=== PAGE EXCERPT ===
Olmec Head Roundabout

This giant, ancient-civilisation-inspired head stands watch over a busy roundabout / Image: Monumenta Madrid

A giant-scale replica of the colossal stone heads that were a hallmark of the long-extinct Mesoamerican Olmec civilisation stares impassively from atop a pyramid, incongruously plonked in the centre of a busy roundabout. Designed by Mexican sculptor Ignacio Pérez Solano, it was gifted by the Mexican state of Veracruz in 2005.

3 Plaza del Emperador Carlos V
Metro: Estacíon del Arte

Night and Day

Hyper-realist sculptor Antonio López García was inspired by his six month-old granddaughter to craft two vast identical infant noggins, one with eyes closed representing ‘night’, the other, awake, representing ‘day’. You’ll find these baby bonces in the central Atocha train station.

3 Plaza del Emperador Carlos V
Train: Atocha station 

Costitx Bulls

Bovines abound at the National Archaeological Museum / Image: Gonzalo Cases Ortega

Three life-sized bronze bull heads in the National Archaeological Museum come from the Mallorcan town of Costitx. Archaeologists have pegged them to the Talayotic culture, which flourished between 500 and 200 BC. The theory goes that these floating loafs tell of an ancient cult of bull worship.
=== DATA FOR REVIEW ===
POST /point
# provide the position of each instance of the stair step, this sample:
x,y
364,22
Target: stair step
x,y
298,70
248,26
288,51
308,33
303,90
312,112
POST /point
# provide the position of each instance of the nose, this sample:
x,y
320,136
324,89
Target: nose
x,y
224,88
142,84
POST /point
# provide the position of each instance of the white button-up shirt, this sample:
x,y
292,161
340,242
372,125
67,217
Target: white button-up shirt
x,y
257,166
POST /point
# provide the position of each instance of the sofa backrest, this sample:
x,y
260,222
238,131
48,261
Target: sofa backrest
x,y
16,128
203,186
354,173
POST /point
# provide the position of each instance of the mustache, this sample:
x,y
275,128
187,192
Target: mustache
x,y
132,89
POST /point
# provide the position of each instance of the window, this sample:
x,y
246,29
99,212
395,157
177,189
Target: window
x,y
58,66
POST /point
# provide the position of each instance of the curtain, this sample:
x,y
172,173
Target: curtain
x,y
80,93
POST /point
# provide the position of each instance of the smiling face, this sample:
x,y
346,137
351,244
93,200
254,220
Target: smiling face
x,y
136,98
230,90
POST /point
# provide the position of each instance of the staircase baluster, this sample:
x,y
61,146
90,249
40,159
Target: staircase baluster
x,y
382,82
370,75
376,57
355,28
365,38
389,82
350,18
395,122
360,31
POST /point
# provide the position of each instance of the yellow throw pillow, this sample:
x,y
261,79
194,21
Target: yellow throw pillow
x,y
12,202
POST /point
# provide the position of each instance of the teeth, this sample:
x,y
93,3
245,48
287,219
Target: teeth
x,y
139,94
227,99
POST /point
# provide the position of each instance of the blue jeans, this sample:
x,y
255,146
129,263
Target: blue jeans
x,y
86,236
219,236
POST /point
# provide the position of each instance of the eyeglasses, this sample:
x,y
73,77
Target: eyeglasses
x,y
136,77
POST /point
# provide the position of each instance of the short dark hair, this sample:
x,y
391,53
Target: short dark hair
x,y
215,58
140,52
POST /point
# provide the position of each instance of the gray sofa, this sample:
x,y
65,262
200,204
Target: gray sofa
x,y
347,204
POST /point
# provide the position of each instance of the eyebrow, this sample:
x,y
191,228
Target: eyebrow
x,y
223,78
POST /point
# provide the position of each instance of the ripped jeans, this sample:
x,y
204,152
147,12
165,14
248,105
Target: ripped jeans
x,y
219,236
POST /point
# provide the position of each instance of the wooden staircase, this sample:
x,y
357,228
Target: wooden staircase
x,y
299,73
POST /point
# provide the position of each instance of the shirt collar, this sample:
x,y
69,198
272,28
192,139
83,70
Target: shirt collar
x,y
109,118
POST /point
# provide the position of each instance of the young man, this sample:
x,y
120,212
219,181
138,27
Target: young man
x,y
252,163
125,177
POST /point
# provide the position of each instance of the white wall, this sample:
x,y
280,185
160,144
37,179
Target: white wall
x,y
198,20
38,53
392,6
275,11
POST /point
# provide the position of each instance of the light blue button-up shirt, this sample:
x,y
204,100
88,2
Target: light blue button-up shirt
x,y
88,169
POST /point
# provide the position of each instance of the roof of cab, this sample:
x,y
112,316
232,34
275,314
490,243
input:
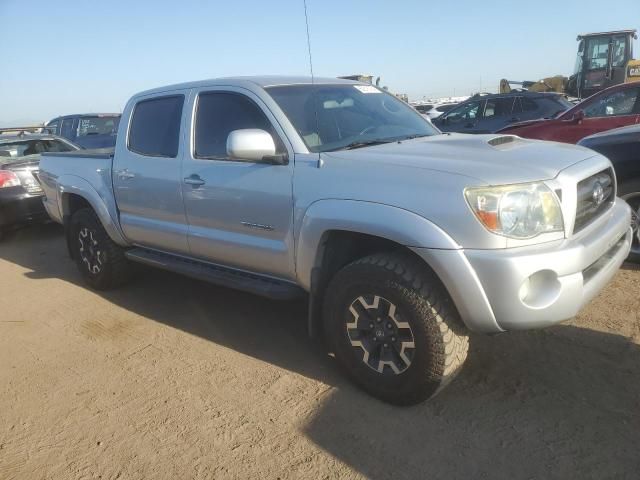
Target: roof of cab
x,y
260,81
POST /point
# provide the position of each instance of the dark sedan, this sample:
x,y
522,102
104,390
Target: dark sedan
x,y
622,147
20,192
490,112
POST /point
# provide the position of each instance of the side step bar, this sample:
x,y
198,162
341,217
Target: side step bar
x,y
216,274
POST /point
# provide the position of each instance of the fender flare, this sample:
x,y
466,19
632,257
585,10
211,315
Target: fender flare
x,y
73,185
392,223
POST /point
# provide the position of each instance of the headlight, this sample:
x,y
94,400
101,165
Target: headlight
x,y
517,211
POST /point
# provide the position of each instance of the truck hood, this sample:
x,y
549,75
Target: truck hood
x,y
491,159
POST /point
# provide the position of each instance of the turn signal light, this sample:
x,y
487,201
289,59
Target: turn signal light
x,y
8,179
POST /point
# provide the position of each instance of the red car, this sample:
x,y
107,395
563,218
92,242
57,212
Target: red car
x,y
614,107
===
> **ASSIGNMENT A**:
In the text on giant sculpted heads, which Mexican state gifted the Olmec head replica, and in what year?
> **ASSIGNMENT B**:
Resume the text on giant sculpted heads, picking up right after its final sentence about the bull heads from Costitx.

> **WRITTEN REPLY A**:
Veracruz, in 2005.

> **WRITTEN REPLY B**:
13 Calle de Serrano
Metro: Serrano

Bust of Pablo Iglesias Posse

Pablo Iglesias Posse, founder of the Spanish Socialist Workers Party, had his rabble-rousing features immortalised in stone by sculptor Emiliano Barral – the original was defiled during the Civil War, but a replica now sits on a plinth in the north of the city.

26 Avenida de Pablo Iglesias
Metro: Cuatro Caminos

Holes in Skulls

Among countless macabre trinkets at the Museum of Medical and Forensic Anthropology you can cringe at skulls from patients who endured the outmoded practice of trepanning – basically, drilling a hole in your head to relieve intra-cranial pressure. Ugh.